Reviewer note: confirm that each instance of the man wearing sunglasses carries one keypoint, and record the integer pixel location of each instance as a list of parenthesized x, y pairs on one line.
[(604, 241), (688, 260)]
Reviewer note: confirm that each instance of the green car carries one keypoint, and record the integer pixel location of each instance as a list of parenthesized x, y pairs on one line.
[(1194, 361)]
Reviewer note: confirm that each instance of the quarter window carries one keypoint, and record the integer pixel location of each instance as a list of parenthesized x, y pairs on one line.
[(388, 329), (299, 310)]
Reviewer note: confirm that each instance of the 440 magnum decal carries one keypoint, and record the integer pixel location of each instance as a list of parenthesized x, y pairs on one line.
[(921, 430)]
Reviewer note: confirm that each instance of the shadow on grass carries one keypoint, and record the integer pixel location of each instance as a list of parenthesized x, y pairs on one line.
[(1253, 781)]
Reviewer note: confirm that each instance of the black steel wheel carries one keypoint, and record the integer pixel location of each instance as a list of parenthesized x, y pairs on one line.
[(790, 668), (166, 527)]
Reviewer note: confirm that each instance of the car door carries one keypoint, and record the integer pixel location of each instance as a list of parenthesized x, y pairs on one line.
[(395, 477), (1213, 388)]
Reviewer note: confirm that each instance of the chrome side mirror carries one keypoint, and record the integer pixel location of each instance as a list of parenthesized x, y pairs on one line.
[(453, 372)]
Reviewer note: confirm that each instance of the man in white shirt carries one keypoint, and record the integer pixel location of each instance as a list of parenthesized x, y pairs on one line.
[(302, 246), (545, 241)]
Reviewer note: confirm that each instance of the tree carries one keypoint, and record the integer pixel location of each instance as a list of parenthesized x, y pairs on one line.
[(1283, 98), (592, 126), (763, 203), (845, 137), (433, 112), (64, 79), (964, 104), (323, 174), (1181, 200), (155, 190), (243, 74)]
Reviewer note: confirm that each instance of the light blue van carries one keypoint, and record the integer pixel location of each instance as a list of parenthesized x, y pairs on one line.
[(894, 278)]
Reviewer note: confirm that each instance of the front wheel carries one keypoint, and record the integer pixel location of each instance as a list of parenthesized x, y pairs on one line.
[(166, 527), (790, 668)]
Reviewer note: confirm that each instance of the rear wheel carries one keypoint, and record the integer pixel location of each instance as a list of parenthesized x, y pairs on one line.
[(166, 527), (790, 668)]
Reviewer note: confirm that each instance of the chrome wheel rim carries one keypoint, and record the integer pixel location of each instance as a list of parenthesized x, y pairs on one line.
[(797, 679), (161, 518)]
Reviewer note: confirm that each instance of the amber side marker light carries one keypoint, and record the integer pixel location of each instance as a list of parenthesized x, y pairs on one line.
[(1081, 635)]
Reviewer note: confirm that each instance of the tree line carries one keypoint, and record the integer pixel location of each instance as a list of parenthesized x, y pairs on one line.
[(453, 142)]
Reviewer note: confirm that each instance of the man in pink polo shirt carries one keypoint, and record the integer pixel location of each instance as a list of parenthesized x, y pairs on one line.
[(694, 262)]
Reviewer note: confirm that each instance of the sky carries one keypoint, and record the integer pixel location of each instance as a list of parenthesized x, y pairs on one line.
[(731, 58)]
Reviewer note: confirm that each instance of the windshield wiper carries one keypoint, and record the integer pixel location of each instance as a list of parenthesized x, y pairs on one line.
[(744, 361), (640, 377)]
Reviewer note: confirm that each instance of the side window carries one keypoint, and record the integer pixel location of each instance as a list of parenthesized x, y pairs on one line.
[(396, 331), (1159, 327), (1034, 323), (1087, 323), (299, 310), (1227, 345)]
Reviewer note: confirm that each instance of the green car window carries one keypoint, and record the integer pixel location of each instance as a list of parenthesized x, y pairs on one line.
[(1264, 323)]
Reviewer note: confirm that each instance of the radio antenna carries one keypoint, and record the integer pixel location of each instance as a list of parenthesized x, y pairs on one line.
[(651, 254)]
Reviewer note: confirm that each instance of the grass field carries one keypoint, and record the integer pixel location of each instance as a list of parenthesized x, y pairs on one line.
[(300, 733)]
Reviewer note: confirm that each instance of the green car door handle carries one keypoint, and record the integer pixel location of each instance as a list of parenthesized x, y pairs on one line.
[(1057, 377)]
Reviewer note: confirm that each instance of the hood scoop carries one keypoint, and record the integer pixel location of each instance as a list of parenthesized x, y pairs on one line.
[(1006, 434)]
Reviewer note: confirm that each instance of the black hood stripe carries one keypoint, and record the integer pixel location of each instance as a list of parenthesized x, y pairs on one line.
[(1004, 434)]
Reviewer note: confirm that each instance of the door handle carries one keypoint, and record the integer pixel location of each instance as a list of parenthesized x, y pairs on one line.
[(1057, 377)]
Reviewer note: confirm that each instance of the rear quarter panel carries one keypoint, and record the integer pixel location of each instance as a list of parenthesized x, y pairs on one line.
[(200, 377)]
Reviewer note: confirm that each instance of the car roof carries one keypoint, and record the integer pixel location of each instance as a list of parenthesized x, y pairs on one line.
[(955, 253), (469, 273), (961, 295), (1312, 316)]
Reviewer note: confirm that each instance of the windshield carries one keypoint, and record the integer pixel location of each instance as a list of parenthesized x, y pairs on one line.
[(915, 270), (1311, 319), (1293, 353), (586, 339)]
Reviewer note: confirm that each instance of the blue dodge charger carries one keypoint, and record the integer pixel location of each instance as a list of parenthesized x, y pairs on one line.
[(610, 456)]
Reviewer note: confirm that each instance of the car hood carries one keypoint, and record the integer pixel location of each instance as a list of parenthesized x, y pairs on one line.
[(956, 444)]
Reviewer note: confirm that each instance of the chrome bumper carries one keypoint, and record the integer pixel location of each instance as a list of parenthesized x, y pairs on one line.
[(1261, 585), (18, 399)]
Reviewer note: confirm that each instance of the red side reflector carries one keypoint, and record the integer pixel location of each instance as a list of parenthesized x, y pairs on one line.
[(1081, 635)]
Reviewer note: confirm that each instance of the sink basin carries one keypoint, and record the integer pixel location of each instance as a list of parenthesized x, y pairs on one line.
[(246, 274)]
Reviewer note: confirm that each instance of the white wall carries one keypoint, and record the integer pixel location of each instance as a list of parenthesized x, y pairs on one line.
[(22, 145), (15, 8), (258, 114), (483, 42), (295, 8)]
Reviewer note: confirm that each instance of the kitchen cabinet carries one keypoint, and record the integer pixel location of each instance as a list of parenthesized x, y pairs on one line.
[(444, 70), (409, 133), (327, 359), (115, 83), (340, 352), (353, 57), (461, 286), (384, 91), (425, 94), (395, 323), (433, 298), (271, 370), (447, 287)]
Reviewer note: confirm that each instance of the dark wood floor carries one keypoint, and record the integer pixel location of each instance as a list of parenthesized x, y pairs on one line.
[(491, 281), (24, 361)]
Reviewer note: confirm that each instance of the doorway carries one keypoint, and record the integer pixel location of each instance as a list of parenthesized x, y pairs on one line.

· · · · ·

YOUR ASSIGNMENT: Transcribe the entries above, every line exactly as it reads.

TASK ANSWER:
Reviewer note: confirm that each instance of the man wearing sunglasses carries one keypoint, and record the integer pixel location of each instance as a list of parenthesized x, y pairs on one line.
[(604, 241), (688, 260)]
Reviewer note: confirm that each instance of the green car carries one keypoint, and record the integer pixel location of each instance as a list of parenthesized x, y pairs on one line.
[(1194, 361)]
Reviewer note: confirm that each instance of the quarter window carries one keypoint, and record the integer pixel location of each instance as a list of parenthesized x, y pairs on one line.
[(388, 329), (299, 310)]
Reviewer note: confirm that each instance of the 440 magnum decal carries one keypoint, and record the integer pixel location of each instance as a list of parenthesized x, y pairs on one line.
[(921, 430)]
Reviewer note: confirm that each instance of the shadow on grass carries one keypoint, and record the integer pixel location of each instance as a list of parenthesized x, y pairs on one line.
[(1253, 781)]
Reviewer note: confirm that each instance of the black steel wheel carries one keypoint, and record the integer pixel location of each instance as a list of parenthesized x, y pairs on one line.
[(790, 668), (166, 527)]
Reviewer note: confirm that each instance of the car door carries one keypoint, and record the integer pixel location of each instance as a list of parenthesized x, y pairs on one line.
[(395, 477), (1213, 388)]
Reviewer note: confirm that each instance of the chrome side mirror carries one keypoint, and record the integer pixel location of each instance as a list of parenthesized x, y pairs on one line.
[(453, 372)]
Reviewer note: confirm that each instance of the man in white shirt carries one keypoint, and record the integer pixel location of each instance as a list of parenthesized x, y pairs on one line.
[(302, 246), (545, 241)]
Reviewer note: confirm that each instance of the tree carries one keypoint, and record the integer pixel location of each instance as a list of parenthesized x, y pairs on one line.
[(1283, 98), (592, 126), (763, 203), (845, 137), (433, 112), (64, 79), (964, 104), (323, 174), (1181, 200), (155, 190), (243, 74)]
Reviewer note: confirm that each instance of the light blue van carries one keypoint, and record the integer pixel location of each instance as a list of parenthesized x, y pairs on one line.
[(894, 278)]
Reviewer note: confirm that each instance of the front wheel carries one keypoint, and record the integer pixel location of each instance as a list of parenthesized x, y pairs on one line.
[(166, 527), (790, 668)]
Reviewer note: confirm that each instance of the rear wheel carries one keypoint, and record the integer pixel location of each instance as a list of parenthesized x, y pairs on one line.
[(166, 527), (790, 668)]
Reviewer note: confirm that each instance of the chrome wheel rim carries one keypoint, and record the integer pixel location of each instance as a list of parenthesized x, y pairs on one line.
[(797, 679), (161, 518)]
Reviewer note: confirm that each instance of the amber side marker light carries one keypoint, and record the integer pixel location of each instance as a list of parenthesized x, y pairs on one line.
[(1081, 635)]
Reviewer note: confirm that each instance of the tree line carries one keypoint, and record the integer pixel location of each instance as a list of parenthesized x, y pairs on one line.
[(453, 142)]
Reviewer note: confirm that each instance of the man in pink polo shirt carries one keypoint, and record the integer pixel location of each instance as a list of parenthesized x, y pairs on one line.
[(694, 262)]
Reviewer note: confirm that each instance of the sky carries one keypoint, and record the integer pixel location of each instance as a list of parenthesized x, y pairs on one line.
[(731, 58)]
Reviewer note: confirm that each instance of the windshield wiper carries one keypoint, and record the integer pixel location of each instance as a list of parenthesized x, y pairs on one line.
[(744, 361), (640, 377)]
Reviewer note: confirm that each instance of the side window carries one keypoint, and record the integer pixel location of each instance as a list of parenthesized x, y pairs on one line.
[(396, 331), (1159, 327), (1034, 323), (1087, 323), (299, 310), (1227, 345)]
Reviewer note: confirm that each instance of the green car window carries one keypoint, and record the integer pixel location of each instance as a list of parenthesized x, y pairs on one line.
[(1264, 323)]
Reviewer note: confirm that each instance of the radio antenna carries one keypoint, and record the integer pixel location of each instance as a list of parenthesized x, y pairs on one line.
[(651, 254)]
Reviewer note: confirm that each instance of the grass field carries one keypoint, and record the integer pixel location of each instance as a list of parenthesized x, y pairs on one line.
[(300, 733)]
Reviewer note: confirm that each instance of the green car door handle carries one keypoint, and record the integer pixel location of each instance as a list of parenthesized x, y pairs on one line.
[(1057, 377)]
Reviewer note: confirm that each instance of the hood scoop carries one keypoint, and record the integer pixel location of each instance as a list of parenthesized x, y pairs on one line.
[(1006, 434)]
Reviewer note: confirm that each instance of the black hood stripe carries one keypoint, and record the integer pixel location of each instance as a list of parenthesized x, y pairs on one line.
[(1004, 434)]
Reviewer note: confirm that each instance of the door handle carries one keypoint, and record the integer pixel location of each instance as a list of parenthesized x, y pairs on one line.
[(1057, 377)]
Reviewer note: confirm that each instance of the rear quarter panel carries one keypoint, and record the integer pixel location of each instance as a list of parenthesized x, y pairs on one line.
[(200, 377)]
Reviewer note: confirm that each instance of the car roof carries one keypoint, and record the integer pixel location of each instance as a list of parenthesized x, y pairs on one line.
[(955, 253), (469, 273), (961, 295), (1312, 316)]
Reviewer note: confirm that each instance of the windshield carries one keypoint, and record the integer pixel location of each instance as a list of parenthesized x, y pairs on one line.
[(915, 270), (1311, 319), (1293, 353), (586, 339)]
Reviewer note: confirm that each instance of the blue dodge charger carries one keypoint, and record the integer pixel location of each instance as a list of parenthesized x, y pairs on one line.
[(610, 456)]
Reviewer note: confirm that each instance of the car hood carries one keypoint, and record the integer pixel location of each instance as a list of parenthesized x, y pairs on one line.
[(956, 444)]
Reviewer note: confirm that each instance of the chrome bumper carries one keypoint, and record the integer pixel location of each instance as a list of parenthesized x, y pairs on one line.
[(1261, 585), (18, 399)]
Reviewer note: confirm that each instance of the red side reflector carries one keypoint, and record the integer pixel location of each instance as a list of parenthesized x, y pairs on one line.
[(1081, 635)]
Reviewer note: confirm that each instance of the sink basin carries one keypoint, and record the integer pixel location of each instance as a list of parenthesized x, y pairs on one line.
[(246, 274)]
Reviewer note: confirm that each instance of the white wall carries one keypoint, and record the integer pixel location of each instance as a list of parenthesized x, y pairs on one line.
[(22, 145), (15, 8), (258, 114), (483, 42), (295, 8)]
Reviewer note: confirm that each instance of the kitchen cabinet carries one keypoint, and record the integer pixel location of each instance as a list of parenthesized x, y pairs on one line.
[(444, 70), (409, 133), (327, 359), (115, 83), (340, 352), (353, 57), (461, 286), (384, 91), (425, 94), (395, 323), (433, 298), (271, 370), (447, 287)]
Reviewer note: confirm that each instance of the dark wood floor carries one keypoint, and record the integer pixel location of each instance as a list of parenthesized x, y pairs on one line.
[(491, 281), (24, 361)]
Reviewer note: confirm that each instance of the doorway carries one keypoint, and record the integer pixel location of each instance as a list of parenthesized x, y pairs on one line.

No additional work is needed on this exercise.